[What you should do]: Copy out the data from the line with "Target: car window frame" up to and including the line with "(1028, 521)".

(Object pointing data rows)

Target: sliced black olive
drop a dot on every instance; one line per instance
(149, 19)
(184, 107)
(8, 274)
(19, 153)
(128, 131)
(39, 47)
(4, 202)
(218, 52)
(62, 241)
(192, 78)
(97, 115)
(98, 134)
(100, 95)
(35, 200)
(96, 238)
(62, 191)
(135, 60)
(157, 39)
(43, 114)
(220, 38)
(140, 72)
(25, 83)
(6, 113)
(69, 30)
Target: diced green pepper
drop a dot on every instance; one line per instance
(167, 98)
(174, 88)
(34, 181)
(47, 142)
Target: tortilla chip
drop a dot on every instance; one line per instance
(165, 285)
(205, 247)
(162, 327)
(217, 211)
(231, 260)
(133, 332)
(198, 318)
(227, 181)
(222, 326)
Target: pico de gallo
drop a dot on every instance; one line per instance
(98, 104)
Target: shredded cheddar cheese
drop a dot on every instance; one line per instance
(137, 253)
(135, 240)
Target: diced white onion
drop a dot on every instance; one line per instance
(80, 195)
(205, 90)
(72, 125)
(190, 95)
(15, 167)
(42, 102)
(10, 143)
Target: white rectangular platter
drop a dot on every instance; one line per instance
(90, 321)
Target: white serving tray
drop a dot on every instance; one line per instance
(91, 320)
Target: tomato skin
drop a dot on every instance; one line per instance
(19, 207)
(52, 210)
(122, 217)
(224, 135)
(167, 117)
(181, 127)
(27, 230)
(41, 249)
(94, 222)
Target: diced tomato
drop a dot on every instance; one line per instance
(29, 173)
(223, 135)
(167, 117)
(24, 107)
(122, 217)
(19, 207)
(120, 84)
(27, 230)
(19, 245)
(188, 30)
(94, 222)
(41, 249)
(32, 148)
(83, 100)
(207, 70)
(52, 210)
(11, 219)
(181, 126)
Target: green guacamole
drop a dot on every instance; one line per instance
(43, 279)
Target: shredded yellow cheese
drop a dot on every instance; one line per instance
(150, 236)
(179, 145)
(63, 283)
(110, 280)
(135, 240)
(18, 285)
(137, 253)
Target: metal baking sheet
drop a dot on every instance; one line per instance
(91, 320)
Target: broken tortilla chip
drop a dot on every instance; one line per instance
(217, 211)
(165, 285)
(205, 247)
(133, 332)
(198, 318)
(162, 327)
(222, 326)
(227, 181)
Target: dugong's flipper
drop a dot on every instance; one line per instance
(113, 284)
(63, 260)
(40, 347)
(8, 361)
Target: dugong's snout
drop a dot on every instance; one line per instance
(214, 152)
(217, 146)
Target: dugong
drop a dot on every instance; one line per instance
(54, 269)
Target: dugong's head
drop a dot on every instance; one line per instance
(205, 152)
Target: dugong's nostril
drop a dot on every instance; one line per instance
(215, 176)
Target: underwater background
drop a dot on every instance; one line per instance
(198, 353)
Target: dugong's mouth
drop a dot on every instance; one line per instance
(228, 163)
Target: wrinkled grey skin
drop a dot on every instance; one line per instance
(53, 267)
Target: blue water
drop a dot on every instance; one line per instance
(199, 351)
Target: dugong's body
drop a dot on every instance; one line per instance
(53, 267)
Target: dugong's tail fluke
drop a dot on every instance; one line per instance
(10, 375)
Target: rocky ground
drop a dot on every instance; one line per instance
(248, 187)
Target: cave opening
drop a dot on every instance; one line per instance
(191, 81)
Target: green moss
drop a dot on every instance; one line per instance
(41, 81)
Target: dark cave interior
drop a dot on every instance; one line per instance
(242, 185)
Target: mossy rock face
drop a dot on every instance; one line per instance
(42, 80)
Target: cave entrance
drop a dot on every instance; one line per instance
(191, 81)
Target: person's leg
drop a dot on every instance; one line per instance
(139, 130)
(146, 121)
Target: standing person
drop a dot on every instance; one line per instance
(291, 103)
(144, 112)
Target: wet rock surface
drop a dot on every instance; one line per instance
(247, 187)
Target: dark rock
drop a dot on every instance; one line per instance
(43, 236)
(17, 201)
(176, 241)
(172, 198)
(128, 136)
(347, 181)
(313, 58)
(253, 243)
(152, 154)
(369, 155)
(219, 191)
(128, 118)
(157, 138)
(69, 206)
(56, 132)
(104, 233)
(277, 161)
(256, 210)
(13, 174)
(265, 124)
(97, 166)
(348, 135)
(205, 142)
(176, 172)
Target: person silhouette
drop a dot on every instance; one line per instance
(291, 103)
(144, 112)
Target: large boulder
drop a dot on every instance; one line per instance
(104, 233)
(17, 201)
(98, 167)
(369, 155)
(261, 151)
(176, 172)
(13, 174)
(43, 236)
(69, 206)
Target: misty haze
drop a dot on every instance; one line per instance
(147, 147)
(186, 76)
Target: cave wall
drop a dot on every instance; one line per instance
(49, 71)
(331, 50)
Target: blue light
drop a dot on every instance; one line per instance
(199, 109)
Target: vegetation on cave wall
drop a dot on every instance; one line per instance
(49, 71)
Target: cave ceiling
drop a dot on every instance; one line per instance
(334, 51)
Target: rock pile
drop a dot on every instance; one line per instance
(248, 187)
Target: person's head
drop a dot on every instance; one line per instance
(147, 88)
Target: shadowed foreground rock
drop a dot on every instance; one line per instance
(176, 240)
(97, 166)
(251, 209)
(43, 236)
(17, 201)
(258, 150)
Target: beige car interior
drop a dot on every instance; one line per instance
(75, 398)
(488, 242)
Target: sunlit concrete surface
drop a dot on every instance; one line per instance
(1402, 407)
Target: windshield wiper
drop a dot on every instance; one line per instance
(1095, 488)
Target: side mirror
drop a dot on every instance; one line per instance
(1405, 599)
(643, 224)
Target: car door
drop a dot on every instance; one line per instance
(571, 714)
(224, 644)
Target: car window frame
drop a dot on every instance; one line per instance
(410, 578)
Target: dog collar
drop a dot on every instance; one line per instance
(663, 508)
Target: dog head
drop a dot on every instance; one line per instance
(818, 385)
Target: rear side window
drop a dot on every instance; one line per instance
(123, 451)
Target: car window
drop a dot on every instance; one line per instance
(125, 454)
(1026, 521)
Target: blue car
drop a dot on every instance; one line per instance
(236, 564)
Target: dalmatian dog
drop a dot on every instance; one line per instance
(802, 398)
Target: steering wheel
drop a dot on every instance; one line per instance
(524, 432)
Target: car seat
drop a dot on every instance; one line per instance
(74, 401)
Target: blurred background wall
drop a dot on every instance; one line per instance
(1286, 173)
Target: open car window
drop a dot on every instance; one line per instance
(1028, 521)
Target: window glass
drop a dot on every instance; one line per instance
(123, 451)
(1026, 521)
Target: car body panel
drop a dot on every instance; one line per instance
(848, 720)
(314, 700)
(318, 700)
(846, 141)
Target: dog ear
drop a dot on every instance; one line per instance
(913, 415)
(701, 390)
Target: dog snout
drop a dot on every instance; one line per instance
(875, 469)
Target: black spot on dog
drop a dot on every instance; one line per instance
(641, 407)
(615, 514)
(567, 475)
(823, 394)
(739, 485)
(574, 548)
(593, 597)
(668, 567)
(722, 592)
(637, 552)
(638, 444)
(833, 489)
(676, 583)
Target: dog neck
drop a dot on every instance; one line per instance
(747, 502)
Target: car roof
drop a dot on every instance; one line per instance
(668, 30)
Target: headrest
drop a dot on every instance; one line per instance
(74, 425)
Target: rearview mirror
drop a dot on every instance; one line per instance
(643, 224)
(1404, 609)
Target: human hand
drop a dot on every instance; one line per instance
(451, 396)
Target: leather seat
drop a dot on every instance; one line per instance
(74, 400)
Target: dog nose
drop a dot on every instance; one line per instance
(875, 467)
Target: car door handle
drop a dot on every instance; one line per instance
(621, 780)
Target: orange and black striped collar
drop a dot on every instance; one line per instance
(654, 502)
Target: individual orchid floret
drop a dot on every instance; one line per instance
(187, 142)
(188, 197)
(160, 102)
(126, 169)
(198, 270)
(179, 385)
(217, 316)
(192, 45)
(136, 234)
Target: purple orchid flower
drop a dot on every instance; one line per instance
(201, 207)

[Full answer]:
Target: car window frame
drop a dot on every instance; one line per instance
(410, 578)
Target: dog collar
drop a dot on every instance; one line per instance
(663, 508)
Target: dog head
drop a dot on every instance; one line per instance
(818, 385)
Target: rear side window
drop a dot on every instance; one line per instance
(123, 451)
Target: car window
drop a dot on every instance; one line per instance
(125, 454)
(1026, 521)
Target: blue car
drop a dot on every instance; one line per instance
(236, 564)
Target: dalmatian dog
drop a dot on every instance; one line per instance
(802, 398)
Target: steering wheel
drop a dot on every instance; one line per instance
(524, 432)
Target: car seat
drop a dot on every instance; one line per instance
(74, 401)
Target: blurred background wall
drop a dot on every instance; one line per instance
(1286, 173)
Target: open car window
drop a dot on every instance; one line per instance
(1028, 521)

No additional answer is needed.